══ Excerpted data

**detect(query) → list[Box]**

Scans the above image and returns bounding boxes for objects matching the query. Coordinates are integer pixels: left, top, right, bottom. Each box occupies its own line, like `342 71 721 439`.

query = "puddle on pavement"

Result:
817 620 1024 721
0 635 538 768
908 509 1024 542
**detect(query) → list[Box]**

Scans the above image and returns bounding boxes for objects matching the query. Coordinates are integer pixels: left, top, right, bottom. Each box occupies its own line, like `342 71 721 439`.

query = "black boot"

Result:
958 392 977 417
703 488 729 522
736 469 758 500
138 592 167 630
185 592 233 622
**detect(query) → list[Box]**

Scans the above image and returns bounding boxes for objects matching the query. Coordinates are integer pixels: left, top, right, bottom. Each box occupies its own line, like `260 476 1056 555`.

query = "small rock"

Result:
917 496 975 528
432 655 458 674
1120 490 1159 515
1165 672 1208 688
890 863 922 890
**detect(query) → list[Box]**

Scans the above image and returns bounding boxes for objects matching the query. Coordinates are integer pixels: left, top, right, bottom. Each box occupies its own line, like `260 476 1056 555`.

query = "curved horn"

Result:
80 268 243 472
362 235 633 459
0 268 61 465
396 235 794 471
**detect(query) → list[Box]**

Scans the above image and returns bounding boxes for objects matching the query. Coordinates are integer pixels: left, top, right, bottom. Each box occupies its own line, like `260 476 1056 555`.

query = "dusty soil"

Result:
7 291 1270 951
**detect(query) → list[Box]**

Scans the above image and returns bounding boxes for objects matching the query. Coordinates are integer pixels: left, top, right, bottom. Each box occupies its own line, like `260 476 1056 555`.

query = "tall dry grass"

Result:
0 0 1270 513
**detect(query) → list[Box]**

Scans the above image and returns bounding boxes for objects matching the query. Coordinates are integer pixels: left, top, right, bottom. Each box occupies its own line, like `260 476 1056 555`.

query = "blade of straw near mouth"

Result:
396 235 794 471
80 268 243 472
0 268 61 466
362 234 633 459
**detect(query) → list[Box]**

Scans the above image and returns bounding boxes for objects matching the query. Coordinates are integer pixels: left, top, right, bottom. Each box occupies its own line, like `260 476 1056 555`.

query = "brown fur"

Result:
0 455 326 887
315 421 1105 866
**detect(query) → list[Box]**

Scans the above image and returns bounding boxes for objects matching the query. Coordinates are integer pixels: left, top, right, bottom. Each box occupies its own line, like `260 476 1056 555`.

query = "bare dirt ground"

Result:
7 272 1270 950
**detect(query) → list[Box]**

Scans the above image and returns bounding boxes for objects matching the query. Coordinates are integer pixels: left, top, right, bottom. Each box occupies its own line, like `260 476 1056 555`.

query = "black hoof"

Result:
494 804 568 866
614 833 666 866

════

### Short task
Render every line of the records above as a single numbered list, omitting the blank lines.

### Full output
1. **detect(query) → list[Box]**
2. Scans the above image and returns bounding boxes for objects matching the query. Coordinates are integer pixels: left, top, right, bottom. Each box occupies its own line, like `342 71 721 439`.
3. query = "puddle on pavement"
4. Result:
5. 817 620 1024 721
6. 0 635 538 768
7. 908 509 1024 542
8. **detect(query) → list[Box]**
9. Scans the above image and returns bounding boxes for objects matching the query. Coordinates are integer pixels: left, top, right, bottom. Each box occupies its own line, like `342 71 721 439`.
10. query = "black boot"
11. Result:
12. 958 392 977 417
13. 703 488 729 522
14. 736 469 758 500
15. 138 592 167 630
16. 185 592 233 622
17. **detect(query) → list[Box]**
18. Scans the above image and returns bounding boxes for objects matching the query. Coordinates are integer pixels: left, top, right, bottom. Each box occupies its own line, like `260 476 1056 555`.
19. query = "small rock"
20. Result:
21. 917 496 975 528
22. 432 655 458 674
23. 1120 490 1159 515
24. 1165 672 1208 688
25. 890 863 922 890
26. **detect(query) → list[Box]**
27. Scans the above image and returns bounding boxes for objects matching the query. Coordinates are integer pixels: left, top, right, bottom. Each box occupies its own line, like `260 476 1056 555`.
28. query = "curved horn"
29. Result:
30. 80 268 243 472
31. 362 235 633 459
32. 0 268 61 465
33. 396 235 794 471
34. **detect(query) → list[Box]**
35. Scans the above image and returns bounding boxes for objects matching the query. Coordinates are integer pixels: left, top, right, bottom. Each box occupies its own line, like `260 476 1056 555`.
36. query = "dusty soil"
37. Result:
38. 7 291 1270 951
39. **detect(query) → list[Box]**
40. Scans the above image and returns bounding boxes for objects matching the query. Coordinates are integer pixels: left, top, right, bottom. Each box occupies its own line, like `260 476 1056 555`.
41. query = "tall dry grass"
42. Result:
43. 0 0 1270 513
44. **detect(query) → list[Box]**
45. Scans the above image and returns bounding boxes for objects matching the query. Coordinates are integer pixels: left, top, right, bottom. Each box occupies its own line, like `260 476 1056 555`.
46. query = "blade of straw near mouth"
47. Result:
48. 396 235 794 471
49. 80 268 243 472
50. 0 268 61 466
51. 362 234 633 459
52. **detect(query) → list[Box]**
53. Scans the above image and returns bounding boxes for objects matching the query. Coordinates are integer pixels: left, top, right, bottom. Each box occupies its own line, like `260 476 1056 555`.
54. query = "brown fur"
55. Result:
56. 0 455 326 887
57. 315 421 1105 866
58. **detect(query) → list[Box]**
59. Scans the above image and returns bounding boxes for objects matching the query. Coordinates are integer pixels: left, top, right, bottom. Each box occupies its own line, like `260 476 1056 555`.
60. query = "bare dirt ground"
61. Result:
62. 7 272 1270 950
63. **detect(query) → list[Box]**
64. Scans the above image and returns bounding boxes for objects matching the query. Coordinates are integer pixels: left, top, right, bottom. Each box occupies its own line, like `260 476 1056 555`.
65. query = "black hoof"
66. Result:
67. 494 804 568 866
68. 614 833 666 866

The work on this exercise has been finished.